Ideas above her station. The junior entertainment manager turned genius hacker. The Dalek dreaming of being human. The barmaid turned governess. Both are true, but the one she really believes in is the one that gets things done, and what Clara believes herself to be is always more than what her outward situation would suggest. She's smaller on the outside. And the dreams within have a funny knack of coming true by sheer force of belief.

One of the companion's jobs is almost always to stay true to herself. To provide an anchor for the Doctor with his thousand (okay, dozen) faces. Amy did that by remembering, cutting through all the alterations to memory and reality to grab onto what she knew she'd experienced. Perhaps it's Clara's job to do that by forgetting whatever her present inglorious circumstances have limited her to being, and imposing her dreams on reality.

What is Clara? Almost certainly an ordinary human girl, and almost certainly something more. Quite possibly she is a dead human girl whose dream of Something More lives on.

__TASK LIST__.
1. Quote the passage about Clara, starting with "One of the companion's" and going on through "More lives on.".
2. In the passage about Clara, which short descriptions of her come right after "Ideas above her station."? List each one.
You won't need the lines that come after the passage about Clara.

__RECORD EXCERPTS__.
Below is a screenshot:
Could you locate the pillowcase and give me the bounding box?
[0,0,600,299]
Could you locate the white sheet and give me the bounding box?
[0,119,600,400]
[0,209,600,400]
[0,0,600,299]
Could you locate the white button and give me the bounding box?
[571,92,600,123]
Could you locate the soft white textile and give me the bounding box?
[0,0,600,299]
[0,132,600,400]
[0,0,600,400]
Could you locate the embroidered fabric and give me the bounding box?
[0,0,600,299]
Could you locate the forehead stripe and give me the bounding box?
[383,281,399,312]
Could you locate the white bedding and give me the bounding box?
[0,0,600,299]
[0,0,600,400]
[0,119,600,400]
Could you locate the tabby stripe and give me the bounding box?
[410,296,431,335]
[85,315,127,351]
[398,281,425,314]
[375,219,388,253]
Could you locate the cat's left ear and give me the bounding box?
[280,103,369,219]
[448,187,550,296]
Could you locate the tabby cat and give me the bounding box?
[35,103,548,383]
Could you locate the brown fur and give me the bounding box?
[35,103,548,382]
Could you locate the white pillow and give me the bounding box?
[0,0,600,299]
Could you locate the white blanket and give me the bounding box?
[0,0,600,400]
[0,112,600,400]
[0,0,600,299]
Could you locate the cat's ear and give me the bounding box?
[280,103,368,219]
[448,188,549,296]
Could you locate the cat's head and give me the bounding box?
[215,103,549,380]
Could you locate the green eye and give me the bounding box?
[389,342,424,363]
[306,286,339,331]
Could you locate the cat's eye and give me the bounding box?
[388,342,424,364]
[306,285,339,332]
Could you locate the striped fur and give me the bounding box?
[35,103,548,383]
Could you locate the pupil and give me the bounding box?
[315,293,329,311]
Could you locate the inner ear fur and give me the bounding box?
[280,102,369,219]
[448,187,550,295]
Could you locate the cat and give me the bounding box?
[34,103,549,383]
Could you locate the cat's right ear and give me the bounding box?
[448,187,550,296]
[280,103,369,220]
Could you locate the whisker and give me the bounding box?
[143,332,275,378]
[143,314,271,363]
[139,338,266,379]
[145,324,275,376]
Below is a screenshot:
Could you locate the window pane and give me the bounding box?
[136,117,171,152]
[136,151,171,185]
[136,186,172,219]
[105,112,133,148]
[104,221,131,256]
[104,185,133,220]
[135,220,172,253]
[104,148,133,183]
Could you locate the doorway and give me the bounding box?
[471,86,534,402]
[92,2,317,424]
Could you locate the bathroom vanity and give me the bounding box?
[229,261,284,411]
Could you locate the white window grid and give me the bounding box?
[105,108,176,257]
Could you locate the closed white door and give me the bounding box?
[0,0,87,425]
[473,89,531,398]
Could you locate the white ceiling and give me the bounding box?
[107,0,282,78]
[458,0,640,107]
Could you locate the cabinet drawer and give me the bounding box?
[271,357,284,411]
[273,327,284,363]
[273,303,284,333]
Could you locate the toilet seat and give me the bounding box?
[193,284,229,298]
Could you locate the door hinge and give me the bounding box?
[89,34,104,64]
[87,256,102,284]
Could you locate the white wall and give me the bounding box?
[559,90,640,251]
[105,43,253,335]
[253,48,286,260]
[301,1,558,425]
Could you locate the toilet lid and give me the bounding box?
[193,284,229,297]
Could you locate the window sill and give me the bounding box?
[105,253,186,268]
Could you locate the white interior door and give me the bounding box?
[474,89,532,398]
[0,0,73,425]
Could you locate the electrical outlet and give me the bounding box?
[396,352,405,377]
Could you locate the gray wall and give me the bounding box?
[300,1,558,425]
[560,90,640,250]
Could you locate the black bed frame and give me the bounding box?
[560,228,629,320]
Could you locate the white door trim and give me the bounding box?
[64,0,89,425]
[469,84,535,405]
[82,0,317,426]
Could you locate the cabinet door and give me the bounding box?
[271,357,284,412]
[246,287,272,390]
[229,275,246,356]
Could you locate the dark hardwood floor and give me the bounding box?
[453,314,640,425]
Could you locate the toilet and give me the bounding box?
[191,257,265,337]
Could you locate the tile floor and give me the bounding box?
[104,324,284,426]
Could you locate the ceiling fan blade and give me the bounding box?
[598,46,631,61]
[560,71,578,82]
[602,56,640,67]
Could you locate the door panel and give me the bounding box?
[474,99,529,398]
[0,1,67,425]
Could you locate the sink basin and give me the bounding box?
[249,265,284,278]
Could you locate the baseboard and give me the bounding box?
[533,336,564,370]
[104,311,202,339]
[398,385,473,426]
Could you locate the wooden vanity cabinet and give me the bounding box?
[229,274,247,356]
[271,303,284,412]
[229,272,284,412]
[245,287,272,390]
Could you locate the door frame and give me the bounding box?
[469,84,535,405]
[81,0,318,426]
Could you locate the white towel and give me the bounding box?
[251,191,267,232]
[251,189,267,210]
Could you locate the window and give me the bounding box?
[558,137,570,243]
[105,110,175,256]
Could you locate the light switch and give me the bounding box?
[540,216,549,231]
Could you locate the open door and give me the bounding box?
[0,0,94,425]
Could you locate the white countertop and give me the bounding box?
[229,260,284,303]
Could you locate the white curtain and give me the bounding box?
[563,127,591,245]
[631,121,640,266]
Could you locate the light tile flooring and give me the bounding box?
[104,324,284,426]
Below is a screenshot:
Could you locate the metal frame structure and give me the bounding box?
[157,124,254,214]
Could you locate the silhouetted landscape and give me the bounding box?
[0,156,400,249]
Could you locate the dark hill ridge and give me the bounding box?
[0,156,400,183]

__ANSWERS TO EACH TASK__.
1.
One of the companion's jobs is almost always to stay true to herself. To provide an anchor for the Doctor with his thousand (okay, dozen) faces. Amy did that by remembering, cutting through all the alterations to memory and reality to grab onto what she knew she'd experienced. Perhaps it's Clara's job to do that by forgetting whatever her present inglorious circumstances have limited her to being, and imposing her dreams on reality.

What is Clara? Almost certainly an ordinary human girl, and almost certainly something more. Quite possibly she is a dead human girl whose dream of Something More lives on.

2.
- The junior entertainment manager turned genius hacker
- The Dalek dreaming of being human
- The barmaid turned governess